▶ Page excerpt:
- Supreme Court of the United States

Argued February 28, 2012 Reargued October 1, 2012 Decided April 17, 2013
- Full case name: Kiobel, Individually and on behalf of her late husband Kiobel, et al. v. Royal Dutch Petroleum Co. et al.
- Docket no.: 10-1491
- Citations: 569 U.S. 108 (more) 133 S. Ct. 1659; 185 L. Ed. 2d 671; 2013 U.S. LEXIS 3159; 81 U.S.L.W. 4241
- Argument: Oral argument
- Reargument: Reargument

Case history
- Prior: Kiobel v. Royal Dutch Petroleum Co., 456 F. Supp. 2d 457 (S.D.N.Y. 2006); affirmed in part, reversed in part, 621 F.3d 111 (2d Cir. 2010); rehearing en banc denied, 642 F.3d 379 (2d Cir. 2011); certiorari granted, 565 U.S. 961 (2010).

Holding
- The presumption against extraterritoriality applies to claims under the Alien Tort Statute.

Court membership
- Chief Justice John Roberts Associate Justices Antonin Scalia · Anthony Kennedy Clarence Thomas · Ruth Bader Ginsburg Stephen Breyer · Samuel Alito Sonia Sotomayor · Elena Kagan

Case opinions
- Majority: Roberts, joined by Scalia, Kennedy, Thomas, Alito
- Concurrence: Kennedy
- Concurrence: Alito, joined by Thomas
- Concurrence: Breyer (in judgment), joined by Ginsburg, Sotomayor, Kagan

Laws applied
- Alien Tort Statute, 28 U.S.C. § 1350

= Kiobel v. Royal Dutch Petroleum Co. =

Kiobel v. Royal Dutch Petroleum Co., 569 U.S. 108 (2013), was a United States Supreme Court decision in which the court found that the presumption against extraterritoriality applies to claims under the Alien Tort Statute (ATS). According to the Court's majority opinion, "it would reach too far to say that mere corporate presence suffices" to displace the presumption against extraterritoriality when all the alleged wrongful conduct takes place outside the United States.

The Court did not rule out the possibility of corporate liability if the presumption against extraterritoriality could be overcome by acts that sufficiently "touch and concern" the United States. Lower court decisions were divided. After the Supreme Court's 2018 decision in Jesner v. Arab Bank, PLC ruled out an ATS cause of action against foreign corporate defendants, the significance of the "touch and concern" test remains unclear.

▶ Source data:

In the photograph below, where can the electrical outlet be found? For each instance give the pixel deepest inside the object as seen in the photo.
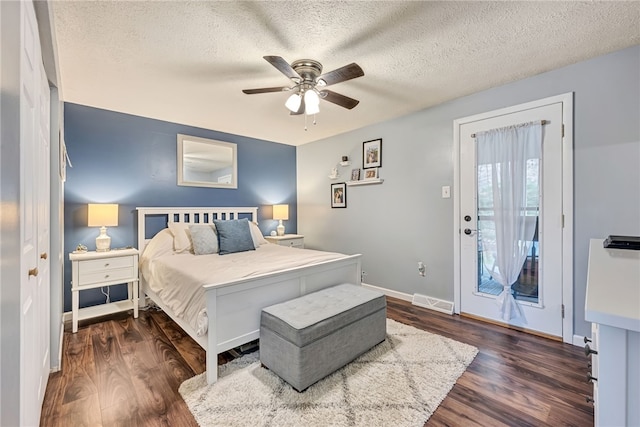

▶ Your task: Proceed with the text on Kiobel v. Royal Dutch Petroleum Co., picking up after its last sentence.

▶ Answer:
Kiobel is considered a 'foreign cubed' case in which foreign plaintiffs made a claim against a foreign company for human rights violations overseas.

==Background==
The plaintiffs in Kiobel were Esther Kiobel and other citizens of Nigeria who claimed that Dutch, British, and Nigerian oil-exploration corporations aided and abetted the Nigerian government in the 1990s to commit violations of customary international law. The plaintiffs claimed that Royal Dutch Shell compelled Shell Nigeria its Nigerian subsidiary, in cooperation with the Nigerian government, in a brutal crushing of peaceful resistance to aggressive oil development in the Ogoni Niger River Delta.

Plaintiffs sought damages under the ATS. The defendants moved to dismiss based on a two-pronged argument. Firstly, they argued that customary international law itself provides the rules to decide whether conduct violates the law of nations where non-state actors are alleged to have committed the wrong in question. Second, they contended that no norm has ever existed between nations that imposes liability upon corporate actors.

On September 29, 2006, the district court dismissed the plaintiffs' claims for aiding and abetting property destruction; forced exile; extrajudicial killing; and violation of the rights to life, liberty, security, and association. It reasoned that customary international law did not define the violations with sufficient particularity. The court denied the defendants' motion to dismiss with respect to the remaining claims of aiding and abetting arbitrary arrest and detention; crimes against humanity; and torture or cruel, inhuman, and degrading treatment. The district court then certified its entire order for interlocutory appeal to the Second Circuit based on the serious nature of the questions at issue.

In a 2–1 decision issued on September 17, 2010, the U.S. Court of Appeals for the Second Circuit held that corporations cannot be held liable for violations of customary international law:

- Under both U.S. Supreme Court and Second Circuit precedents over the previous 30 years that address ATS suits alleging violations of customary international law, the scope of liability is determined by customary international law itself.
- Under Supreme Court precedent, the ATS requires courts to apply norms of international law, not domestic law, to the scope of defendants' liabilities. The norms must be "specific, universal and obligatory".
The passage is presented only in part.